Top of Source document

Main goals: to reduce weight and insomnia

Weight: problems since teens, has yoyo dieted throughout life. Family has weight problems. Stocky strong build, with quite good muscle tone on arms and legs. Carries excess weight around middle.

Lost a lot of weight after death of son 2 years ago, but then gradually gained weight and is still gaining despite trying to control intake.

Very active, gardening, decorating, housework, also does step exercises on stairs at home.

Insomnia: has never needed much sleep and does not fret when awake at night, uses the time to study, catch up with paper work etc. Is always on the go. The problem became worse while caring for her sons with cystic fibrosis. Resistant to sleeping tablets/herbal remedies.

Current Symptoms

Digestion:  Generally regular bowel movements x 1 per day, a.m., good consistency and colour, but may become constipated if away from home and out of normal eating pattern. Mild bloating & belching and sometimes suffers from moderate heartburn. Has been diagnosed with Hiatus hernia.

Energy and Emotions: Fluctuates between fatigue and hyperactivity. Feels very tired midafternoon and has recently suffered from bouts of extreme fatigue.

Recently noticed problems with concentration, and bouts of mild dizziness.

Often feels restless, anxious, stressed and sometimes depressed.

Bottom of Source document

▸ Problems and tasks:
1. From the client health notes, extract the passage starting at "Lost a lot of" and ending at "stairs at home.", copying it word for word.
2. Continue the client health notes past their last sentence, keeping the same note-taking style.

Top of Source material

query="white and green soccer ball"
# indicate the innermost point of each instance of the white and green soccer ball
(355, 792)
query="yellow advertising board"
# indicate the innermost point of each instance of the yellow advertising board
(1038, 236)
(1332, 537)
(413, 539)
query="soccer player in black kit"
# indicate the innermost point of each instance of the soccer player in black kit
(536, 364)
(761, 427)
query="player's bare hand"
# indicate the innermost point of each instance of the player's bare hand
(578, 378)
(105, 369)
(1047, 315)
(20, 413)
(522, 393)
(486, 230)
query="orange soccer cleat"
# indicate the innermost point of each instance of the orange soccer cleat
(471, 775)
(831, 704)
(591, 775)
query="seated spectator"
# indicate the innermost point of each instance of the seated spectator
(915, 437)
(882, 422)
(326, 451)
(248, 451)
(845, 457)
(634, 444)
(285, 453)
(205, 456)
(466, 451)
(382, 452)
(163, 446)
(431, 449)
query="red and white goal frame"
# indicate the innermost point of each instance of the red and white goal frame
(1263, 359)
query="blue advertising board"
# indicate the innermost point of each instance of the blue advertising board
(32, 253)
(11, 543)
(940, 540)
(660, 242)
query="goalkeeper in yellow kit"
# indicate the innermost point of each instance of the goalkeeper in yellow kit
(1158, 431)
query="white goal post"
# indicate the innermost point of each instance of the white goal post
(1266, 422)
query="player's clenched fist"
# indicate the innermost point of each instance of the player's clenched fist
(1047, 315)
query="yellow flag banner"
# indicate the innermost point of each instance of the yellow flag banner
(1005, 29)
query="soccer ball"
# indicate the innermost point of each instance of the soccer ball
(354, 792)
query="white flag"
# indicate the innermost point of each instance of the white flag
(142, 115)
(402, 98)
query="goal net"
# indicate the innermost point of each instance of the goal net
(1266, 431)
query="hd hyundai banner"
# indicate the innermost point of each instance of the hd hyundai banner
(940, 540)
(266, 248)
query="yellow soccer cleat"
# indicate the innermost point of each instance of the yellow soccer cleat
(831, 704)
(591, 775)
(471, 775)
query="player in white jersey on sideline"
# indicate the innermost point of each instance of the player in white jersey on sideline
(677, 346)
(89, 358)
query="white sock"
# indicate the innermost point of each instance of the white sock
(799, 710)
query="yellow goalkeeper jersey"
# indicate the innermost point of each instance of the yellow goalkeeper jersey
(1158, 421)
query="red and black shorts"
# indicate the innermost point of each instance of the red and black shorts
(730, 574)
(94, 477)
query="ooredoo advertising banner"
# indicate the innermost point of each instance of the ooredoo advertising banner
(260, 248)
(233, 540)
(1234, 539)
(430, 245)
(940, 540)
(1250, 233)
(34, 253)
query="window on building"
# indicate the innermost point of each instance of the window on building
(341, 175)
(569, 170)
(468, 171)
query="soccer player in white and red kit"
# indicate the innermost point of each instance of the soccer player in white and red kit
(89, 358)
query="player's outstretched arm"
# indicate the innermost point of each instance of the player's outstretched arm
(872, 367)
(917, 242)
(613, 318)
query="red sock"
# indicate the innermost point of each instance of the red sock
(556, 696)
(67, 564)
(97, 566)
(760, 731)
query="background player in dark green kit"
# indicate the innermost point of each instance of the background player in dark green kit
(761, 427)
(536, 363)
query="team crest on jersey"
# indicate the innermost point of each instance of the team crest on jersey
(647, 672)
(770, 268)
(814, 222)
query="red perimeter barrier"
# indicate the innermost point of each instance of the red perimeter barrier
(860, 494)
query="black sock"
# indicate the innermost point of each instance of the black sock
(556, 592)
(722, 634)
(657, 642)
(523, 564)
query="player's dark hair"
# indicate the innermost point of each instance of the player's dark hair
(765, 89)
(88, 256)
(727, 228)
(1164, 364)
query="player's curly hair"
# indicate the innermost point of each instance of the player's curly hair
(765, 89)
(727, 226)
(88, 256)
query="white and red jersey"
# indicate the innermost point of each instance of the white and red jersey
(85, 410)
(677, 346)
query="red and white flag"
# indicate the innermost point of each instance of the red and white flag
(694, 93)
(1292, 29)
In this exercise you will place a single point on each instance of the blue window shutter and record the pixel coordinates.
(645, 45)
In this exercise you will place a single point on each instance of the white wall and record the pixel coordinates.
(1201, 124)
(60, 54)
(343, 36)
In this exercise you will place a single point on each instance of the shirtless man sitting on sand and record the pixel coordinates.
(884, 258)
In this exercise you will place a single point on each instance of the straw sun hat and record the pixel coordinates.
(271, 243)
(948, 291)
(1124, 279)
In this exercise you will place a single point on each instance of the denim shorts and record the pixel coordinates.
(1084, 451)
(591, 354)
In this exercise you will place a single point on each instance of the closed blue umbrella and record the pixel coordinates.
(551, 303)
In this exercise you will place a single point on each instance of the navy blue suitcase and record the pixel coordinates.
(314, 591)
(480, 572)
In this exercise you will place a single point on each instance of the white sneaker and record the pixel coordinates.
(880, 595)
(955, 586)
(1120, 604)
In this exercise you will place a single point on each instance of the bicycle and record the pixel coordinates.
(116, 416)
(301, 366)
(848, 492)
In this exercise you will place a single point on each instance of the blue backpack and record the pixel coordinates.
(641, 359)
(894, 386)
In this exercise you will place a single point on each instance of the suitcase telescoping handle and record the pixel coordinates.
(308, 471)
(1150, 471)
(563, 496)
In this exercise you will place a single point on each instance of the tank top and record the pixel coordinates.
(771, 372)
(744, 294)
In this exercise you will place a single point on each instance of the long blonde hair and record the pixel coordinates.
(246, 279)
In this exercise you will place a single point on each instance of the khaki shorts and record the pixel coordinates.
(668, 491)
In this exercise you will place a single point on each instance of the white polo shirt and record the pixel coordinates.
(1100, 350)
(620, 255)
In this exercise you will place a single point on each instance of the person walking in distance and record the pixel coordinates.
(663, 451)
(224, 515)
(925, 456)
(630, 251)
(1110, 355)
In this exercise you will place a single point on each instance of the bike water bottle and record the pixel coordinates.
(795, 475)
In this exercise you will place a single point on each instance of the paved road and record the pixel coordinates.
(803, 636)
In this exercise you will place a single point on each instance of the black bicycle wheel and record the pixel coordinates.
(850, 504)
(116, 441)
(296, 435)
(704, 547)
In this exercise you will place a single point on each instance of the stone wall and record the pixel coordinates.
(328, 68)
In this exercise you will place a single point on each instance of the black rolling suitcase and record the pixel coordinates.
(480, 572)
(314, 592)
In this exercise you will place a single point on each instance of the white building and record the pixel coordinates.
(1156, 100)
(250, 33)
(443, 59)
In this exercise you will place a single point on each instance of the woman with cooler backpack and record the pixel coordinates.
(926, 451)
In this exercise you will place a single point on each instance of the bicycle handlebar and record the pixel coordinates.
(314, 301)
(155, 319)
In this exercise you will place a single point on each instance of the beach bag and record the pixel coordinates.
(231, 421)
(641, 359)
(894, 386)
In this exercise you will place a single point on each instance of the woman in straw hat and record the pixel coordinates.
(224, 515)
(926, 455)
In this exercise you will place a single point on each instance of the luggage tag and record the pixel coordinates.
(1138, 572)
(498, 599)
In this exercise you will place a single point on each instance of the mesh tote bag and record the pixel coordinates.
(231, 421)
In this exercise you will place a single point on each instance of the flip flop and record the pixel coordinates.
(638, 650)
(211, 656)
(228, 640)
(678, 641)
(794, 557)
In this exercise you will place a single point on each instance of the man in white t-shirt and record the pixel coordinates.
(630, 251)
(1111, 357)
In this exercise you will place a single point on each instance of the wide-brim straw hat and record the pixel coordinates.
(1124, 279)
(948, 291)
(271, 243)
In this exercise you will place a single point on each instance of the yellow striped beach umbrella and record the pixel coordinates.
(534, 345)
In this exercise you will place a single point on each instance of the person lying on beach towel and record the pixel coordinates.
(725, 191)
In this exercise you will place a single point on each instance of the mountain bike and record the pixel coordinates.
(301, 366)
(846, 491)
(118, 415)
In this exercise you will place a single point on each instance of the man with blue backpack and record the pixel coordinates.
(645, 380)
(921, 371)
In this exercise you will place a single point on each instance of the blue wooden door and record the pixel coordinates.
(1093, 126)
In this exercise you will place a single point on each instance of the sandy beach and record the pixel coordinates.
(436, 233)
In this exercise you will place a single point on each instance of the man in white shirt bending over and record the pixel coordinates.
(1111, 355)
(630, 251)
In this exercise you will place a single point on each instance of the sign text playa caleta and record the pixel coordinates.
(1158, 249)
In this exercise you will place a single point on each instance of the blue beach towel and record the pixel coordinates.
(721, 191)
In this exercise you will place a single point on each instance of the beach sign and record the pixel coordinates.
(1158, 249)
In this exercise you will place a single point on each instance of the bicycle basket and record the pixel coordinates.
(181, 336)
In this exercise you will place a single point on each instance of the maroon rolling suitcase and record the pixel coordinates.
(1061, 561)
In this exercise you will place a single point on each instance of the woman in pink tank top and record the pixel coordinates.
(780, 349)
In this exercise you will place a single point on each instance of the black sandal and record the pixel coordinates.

Bottom of Source material

▸ Written responses:
1.
Lost a lot of weight after death of son 2 years ago, but then gradually gained weight and is still gaining despite trying to control intake.

Very active, gardening, decorating, housework, also does step exercises on stairs at home.

2.
Sleeps for just 3-4 hours per night. Often goes to bed after midnight, has problems falling asleep and wakes a few hours later.

Joints/ muscles: Has mild arthritis in one knee and has been recently diagnosed with Carpal Tunnel Syndrome

Skin: Suffers from dry, itchy skin, itchy ears

Other symptoms include a blocked nose and frequent clearing of throat

Appearance: tense, fidgety; eyebrows thin with outer third missing. Dry skin, pallor

Medical history

Usual childhood illnesses

Suffered from fibroids throughout adult life and is now post menopause.

Problems with sinuses throughout life; several operations on sinuses. This has improved, but not cured sinus problems.

Diet

Eats fairly regularly, but has a long gap (6 hours) from lunch till dinner, when she is seeing patients. Sips cold black coffee (3 large mugs perday) throughout the day to keep going, particularly during afternoon.

Several portions of fruit and vegetables per day. Likes salad and raw broccoli

Tries to avoid sweet foods, but admits to eating some when depressed due to comfort eating. Likes icecream and chocolate.

Eats moderate portions of carbohydrates with each meal, but these tend to be refined e.g. white rice, white bread, special K breakfast cereal.

Eats fish including oily fish x 1-2 per week. Red meat x 1 per week. Diet regularly includes processed meats, hard cheeses and moderate amounts of dairy foods.

Calorie intake is not excessive, considering height , weight and activity levels

Drinks a reasonable amount of water (x 3-4 glasses per day). Drinks occasional wine socially with food.

Has good knowledge of calories and some knowledge about nutrition. Does not take any nutritional or other supplements/ remedies.

 

 

 

Personality & background

Polish Jew, family are holocaust survivors. A very intelligent, stoical, compassionate person. Puts others needs before her own. Very driven, always gaining more qualifications in her area, and does everything at home for family as well as working nearly full time.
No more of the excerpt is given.